▶ [SUPPLIED TEXT]:
......
QuPCG: Quantum Convolutional Neural Network for Detecting Abnormal Patterns in PCG Signals

TL;DR

This paper presents a hybrid quantum-classical CNN that classifies abnormal heart sounds using a novel transformation of PCG signals into compact quantum-friendly images, achieving high accuracy and pioneering bioacoustic quantum applications.

Contribution

Introduces the first quantum convolutional neural network for bioacoustic signal analysis, transforming PCG signals into 8-qubit images for efficient quantum processing.

Findings

93.33% classification accuracy on test set

97.14% accuracy on training set

First application of QCNN in bioacoustic signals

Abstract

Early identification of abnormal physiological patterns is essential for the timely detection of cardiac disease. This work introduces a hybrid quantum-classical convolutional neural network (QCNN) designed to classify S3 and murmur abnormalities in heart sound signals. The approach transforms one-dimensional phonocardiogram (PCG) signals into compact two-dimensional images through a combination of wavelet feature extraction and adaptive threshold compression methods. We compress the cardiac-sound patterns into an 8-pixel image so that only 8 qubits are needed for the quantum stage. Preliminary results on the HLS-CMDS dataset demonstrate 93.33% classification accuracy on the test set and 97.14% on the train set, suggesting that quantum models can efficiently capture temporal-spectral correlations in biomedical signals. To our knowledge, this is the first application of a QCNN algorithm for bioacoustic signal processing. The proposed method represents an early step toward quantum-enhanced diagnostic systems for resource-constrained healthcare environments.
......
▶ [TASK ITEM A]: Translate this sentence from the QuPCG summary into Spanish: "Early identification of abnormal physiological patterns is essential for the timely detection of cardiac disease."
▶ [TASK ITEM B]: According to the QuPCG summary, which dataset produced the preliminary results?
Work only from the QuPCG summary above.

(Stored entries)
......
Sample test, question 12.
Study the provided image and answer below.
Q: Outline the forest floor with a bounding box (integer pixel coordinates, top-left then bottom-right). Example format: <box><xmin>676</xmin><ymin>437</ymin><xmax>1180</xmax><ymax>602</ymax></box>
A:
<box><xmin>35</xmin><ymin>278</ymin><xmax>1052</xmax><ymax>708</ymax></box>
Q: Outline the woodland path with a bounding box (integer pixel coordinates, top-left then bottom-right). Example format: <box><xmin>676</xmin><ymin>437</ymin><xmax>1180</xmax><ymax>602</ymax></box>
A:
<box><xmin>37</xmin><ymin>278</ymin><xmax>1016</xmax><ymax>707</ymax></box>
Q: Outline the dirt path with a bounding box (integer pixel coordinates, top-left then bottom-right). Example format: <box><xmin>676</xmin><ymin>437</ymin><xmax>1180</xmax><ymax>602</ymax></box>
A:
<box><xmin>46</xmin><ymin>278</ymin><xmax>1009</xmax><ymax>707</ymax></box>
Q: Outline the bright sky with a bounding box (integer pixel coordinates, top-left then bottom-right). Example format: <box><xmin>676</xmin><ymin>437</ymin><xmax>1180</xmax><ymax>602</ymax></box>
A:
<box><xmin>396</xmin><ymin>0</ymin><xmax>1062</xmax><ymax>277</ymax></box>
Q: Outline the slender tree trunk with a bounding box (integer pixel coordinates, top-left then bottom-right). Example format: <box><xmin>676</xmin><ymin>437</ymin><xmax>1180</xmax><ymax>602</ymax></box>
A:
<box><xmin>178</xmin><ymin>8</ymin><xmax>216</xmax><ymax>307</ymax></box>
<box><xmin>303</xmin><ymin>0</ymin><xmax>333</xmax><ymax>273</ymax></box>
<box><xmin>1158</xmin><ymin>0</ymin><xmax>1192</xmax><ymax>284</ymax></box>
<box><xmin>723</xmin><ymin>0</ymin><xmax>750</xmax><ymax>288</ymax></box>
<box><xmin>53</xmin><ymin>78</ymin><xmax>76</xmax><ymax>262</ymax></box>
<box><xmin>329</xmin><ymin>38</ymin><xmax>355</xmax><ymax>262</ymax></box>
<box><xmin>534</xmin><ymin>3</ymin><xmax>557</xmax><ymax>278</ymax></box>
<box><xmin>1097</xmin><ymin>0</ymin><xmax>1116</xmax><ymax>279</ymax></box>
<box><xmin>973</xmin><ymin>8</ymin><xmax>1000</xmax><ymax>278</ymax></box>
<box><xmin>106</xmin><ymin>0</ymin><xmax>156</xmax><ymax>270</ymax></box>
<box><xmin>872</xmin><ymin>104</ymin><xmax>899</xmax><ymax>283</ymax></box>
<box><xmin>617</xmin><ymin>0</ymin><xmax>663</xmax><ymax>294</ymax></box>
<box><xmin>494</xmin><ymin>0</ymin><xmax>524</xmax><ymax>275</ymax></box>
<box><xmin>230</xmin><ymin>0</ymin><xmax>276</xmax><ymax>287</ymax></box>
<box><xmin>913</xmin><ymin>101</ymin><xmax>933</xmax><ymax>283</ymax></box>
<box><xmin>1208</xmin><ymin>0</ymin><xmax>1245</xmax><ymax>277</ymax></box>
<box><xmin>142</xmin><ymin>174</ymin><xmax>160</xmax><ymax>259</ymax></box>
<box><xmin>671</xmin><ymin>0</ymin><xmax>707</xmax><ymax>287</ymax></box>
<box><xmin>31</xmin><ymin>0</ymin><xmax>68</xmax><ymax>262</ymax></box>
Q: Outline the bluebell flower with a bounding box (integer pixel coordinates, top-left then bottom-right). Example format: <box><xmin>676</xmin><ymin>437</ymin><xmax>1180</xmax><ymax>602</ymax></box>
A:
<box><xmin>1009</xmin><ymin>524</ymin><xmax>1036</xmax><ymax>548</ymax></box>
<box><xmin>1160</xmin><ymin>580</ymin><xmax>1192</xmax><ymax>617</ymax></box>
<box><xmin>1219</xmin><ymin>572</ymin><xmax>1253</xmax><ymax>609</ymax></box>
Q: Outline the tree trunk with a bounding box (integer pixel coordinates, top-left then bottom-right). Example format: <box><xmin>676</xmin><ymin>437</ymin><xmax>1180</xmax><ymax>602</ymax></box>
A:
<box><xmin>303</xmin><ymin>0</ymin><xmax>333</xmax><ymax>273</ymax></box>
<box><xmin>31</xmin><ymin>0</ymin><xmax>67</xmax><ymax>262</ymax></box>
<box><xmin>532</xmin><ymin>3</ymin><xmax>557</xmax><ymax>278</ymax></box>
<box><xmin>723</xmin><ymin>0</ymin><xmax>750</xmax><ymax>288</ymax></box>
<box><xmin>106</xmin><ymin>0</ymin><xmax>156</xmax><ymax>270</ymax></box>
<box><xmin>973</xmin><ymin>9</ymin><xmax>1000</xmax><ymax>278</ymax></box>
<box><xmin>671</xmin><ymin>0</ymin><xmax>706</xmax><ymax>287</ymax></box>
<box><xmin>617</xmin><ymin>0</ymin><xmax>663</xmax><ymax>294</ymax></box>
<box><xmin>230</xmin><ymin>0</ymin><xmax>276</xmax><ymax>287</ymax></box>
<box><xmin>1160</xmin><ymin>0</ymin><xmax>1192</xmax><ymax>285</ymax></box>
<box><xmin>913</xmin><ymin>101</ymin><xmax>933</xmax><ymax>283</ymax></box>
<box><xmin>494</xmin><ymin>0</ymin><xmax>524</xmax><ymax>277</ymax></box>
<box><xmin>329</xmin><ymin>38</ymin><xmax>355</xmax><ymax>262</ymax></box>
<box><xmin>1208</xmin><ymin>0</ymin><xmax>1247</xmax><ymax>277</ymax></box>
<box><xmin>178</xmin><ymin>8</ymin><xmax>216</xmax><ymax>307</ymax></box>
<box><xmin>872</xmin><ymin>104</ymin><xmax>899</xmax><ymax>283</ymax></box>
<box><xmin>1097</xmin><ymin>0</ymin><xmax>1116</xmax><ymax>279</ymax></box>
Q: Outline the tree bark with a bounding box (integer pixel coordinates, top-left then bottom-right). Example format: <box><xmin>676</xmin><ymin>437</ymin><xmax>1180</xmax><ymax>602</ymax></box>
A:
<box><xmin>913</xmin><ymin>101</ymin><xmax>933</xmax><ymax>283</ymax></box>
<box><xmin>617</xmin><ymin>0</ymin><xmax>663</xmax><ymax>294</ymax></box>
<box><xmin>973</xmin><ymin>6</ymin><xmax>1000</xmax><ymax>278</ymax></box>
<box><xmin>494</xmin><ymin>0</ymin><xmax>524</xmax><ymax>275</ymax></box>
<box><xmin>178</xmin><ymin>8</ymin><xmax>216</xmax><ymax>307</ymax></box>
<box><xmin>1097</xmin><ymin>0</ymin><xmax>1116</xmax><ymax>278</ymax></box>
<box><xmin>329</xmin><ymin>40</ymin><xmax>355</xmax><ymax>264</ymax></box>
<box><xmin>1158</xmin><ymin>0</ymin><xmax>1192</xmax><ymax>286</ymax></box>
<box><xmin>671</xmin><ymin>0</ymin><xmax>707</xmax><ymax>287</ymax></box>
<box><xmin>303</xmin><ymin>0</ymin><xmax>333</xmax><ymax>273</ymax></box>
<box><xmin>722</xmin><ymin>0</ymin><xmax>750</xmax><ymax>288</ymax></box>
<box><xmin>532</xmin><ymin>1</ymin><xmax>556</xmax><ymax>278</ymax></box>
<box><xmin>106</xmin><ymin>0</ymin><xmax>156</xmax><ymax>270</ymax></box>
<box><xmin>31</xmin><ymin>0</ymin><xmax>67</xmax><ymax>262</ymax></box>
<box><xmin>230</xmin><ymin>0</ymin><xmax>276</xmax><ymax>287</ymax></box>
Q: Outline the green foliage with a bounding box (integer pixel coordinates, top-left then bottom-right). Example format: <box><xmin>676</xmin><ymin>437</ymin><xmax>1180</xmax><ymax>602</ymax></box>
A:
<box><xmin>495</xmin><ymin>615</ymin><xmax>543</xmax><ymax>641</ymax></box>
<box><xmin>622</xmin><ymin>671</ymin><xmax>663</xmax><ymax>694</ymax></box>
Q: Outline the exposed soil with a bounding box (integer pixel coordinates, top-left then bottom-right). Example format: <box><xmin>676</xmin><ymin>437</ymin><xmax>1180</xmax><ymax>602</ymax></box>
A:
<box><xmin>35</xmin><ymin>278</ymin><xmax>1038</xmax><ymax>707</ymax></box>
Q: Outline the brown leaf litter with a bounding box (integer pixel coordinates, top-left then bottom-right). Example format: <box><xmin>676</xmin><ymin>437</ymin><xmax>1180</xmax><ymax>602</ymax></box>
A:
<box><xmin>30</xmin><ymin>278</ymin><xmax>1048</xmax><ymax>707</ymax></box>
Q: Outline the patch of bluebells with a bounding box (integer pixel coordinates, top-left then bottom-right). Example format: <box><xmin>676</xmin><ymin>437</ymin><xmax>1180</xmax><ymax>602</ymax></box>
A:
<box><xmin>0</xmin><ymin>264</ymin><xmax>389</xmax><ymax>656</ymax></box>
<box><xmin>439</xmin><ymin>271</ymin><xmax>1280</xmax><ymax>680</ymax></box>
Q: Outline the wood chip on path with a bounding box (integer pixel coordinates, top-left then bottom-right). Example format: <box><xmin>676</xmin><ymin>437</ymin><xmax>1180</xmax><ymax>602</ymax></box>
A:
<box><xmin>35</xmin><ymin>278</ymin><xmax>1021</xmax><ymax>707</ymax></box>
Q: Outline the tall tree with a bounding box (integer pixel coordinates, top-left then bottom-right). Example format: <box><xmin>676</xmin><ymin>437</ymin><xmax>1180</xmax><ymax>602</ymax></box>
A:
......
▶ [OUTPUT A]: La identificación temprana de patrones fisiológicos anormales es esencial para la detección oportuna de las enfermedades cardíacas.

▶ [OUTPUT B]: The HLS-CMDS dataset.